**Problems to solve**
1. In the DeepSeek V4 overview below, why does the Mixture-of-Experts design keep inference compute practical? Answer in one to three sentences.
2. Print the part of the DeepSeek V4 overview below from "Key Architectural Innovations" to "full 1M-token context.", unchanged.

DeepSeek V4 is a two-model open-source family released by DeepSeek on April 24, 2026, under the MIT License. It continues the lineage established by DeepSeek-V3 and V3.2, pushing the efficiency and capability of open-weight models to a new threshold — placing a 1.6-trillion-parameter model within 0.2 percentage points of Claude Opus 4.6 on SWE-bench Verified while charging $3.48 per million output tokens versus Claude’s $25.
Model Variants
| V4-Pro | V4-Flash | |
|---|---|---|
| Total parameters | 1.6 trillion | 284 billion |
| Active per token | 49 billion | 13 billion |
| Training tokens | 33 trillion | 32 trillion |
| Context window | 1 million tokens | 1 million tokens |
Both variants use a Mixture-of-Experts (MoE) architecture where only a small subset of parameters activates per token, keeping inference compute practical despite the enormous total parameter count.
Key Architectural Innovations
CSA / HCA Hybrid Attention V4 replaces standard multi-head attention with a hybrid of two complementary mechanisms:
- Compressed Sparse Attention (CSA) — handles long-range dependencies efficiently by attending sparsely across the full 1M-token context.

**Records**
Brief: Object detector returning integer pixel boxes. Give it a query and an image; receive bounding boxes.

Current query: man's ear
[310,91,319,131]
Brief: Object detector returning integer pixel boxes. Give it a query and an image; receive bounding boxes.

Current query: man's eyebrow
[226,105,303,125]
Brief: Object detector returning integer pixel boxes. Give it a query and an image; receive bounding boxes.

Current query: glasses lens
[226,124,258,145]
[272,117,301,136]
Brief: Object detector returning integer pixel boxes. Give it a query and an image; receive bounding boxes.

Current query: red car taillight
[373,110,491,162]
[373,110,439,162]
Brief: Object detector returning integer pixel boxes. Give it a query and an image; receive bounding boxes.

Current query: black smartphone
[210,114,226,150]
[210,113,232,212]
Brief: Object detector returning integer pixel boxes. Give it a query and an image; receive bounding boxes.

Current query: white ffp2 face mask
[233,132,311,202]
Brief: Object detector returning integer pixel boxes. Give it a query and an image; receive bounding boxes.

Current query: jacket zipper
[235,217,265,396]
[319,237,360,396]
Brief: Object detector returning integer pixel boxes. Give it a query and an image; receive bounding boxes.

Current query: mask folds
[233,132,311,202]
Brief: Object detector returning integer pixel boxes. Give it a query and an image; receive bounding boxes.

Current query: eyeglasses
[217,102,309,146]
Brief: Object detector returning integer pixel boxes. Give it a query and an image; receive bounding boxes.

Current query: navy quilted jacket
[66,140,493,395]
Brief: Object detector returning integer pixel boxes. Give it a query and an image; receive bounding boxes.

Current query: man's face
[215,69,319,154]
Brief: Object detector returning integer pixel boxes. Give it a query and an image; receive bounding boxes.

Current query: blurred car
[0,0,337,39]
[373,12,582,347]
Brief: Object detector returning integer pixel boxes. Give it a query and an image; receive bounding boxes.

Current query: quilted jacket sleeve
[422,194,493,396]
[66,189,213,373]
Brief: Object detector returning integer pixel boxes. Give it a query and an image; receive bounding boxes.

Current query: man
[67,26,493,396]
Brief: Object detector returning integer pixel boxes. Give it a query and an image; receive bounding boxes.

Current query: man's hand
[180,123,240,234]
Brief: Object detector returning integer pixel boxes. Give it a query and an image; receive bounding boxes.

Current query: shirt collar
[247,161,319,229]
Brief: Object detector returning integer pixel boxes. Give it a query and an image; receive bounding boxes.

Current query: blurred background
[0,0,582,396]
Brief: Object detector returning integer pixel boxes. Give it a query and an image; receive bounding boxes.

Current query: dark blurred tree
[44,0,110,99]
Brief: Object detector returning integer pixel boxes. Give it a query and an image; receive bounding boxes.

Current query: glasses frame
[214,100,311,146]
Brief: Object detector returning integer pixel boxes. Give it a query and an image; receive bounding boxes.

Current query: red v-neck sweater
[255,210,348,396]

**Task responses**
1. Only a small subset of parameters activates per token. For example, V4-Pro uses 49 billion of its 1.6 trillion parameters per token. This keeps inference compute practical even though the total parameter count is enormous.

2.
Key Architectural Innovations
CSA / HCA Hybrid Attention V4 replaces standard multi-head attention with a hybrid of two complementary mechanisms:
- Compressed Sparse Attention (CSA) — handles long-range dependencies efficiently by attending sparsely across the full 1M-token context.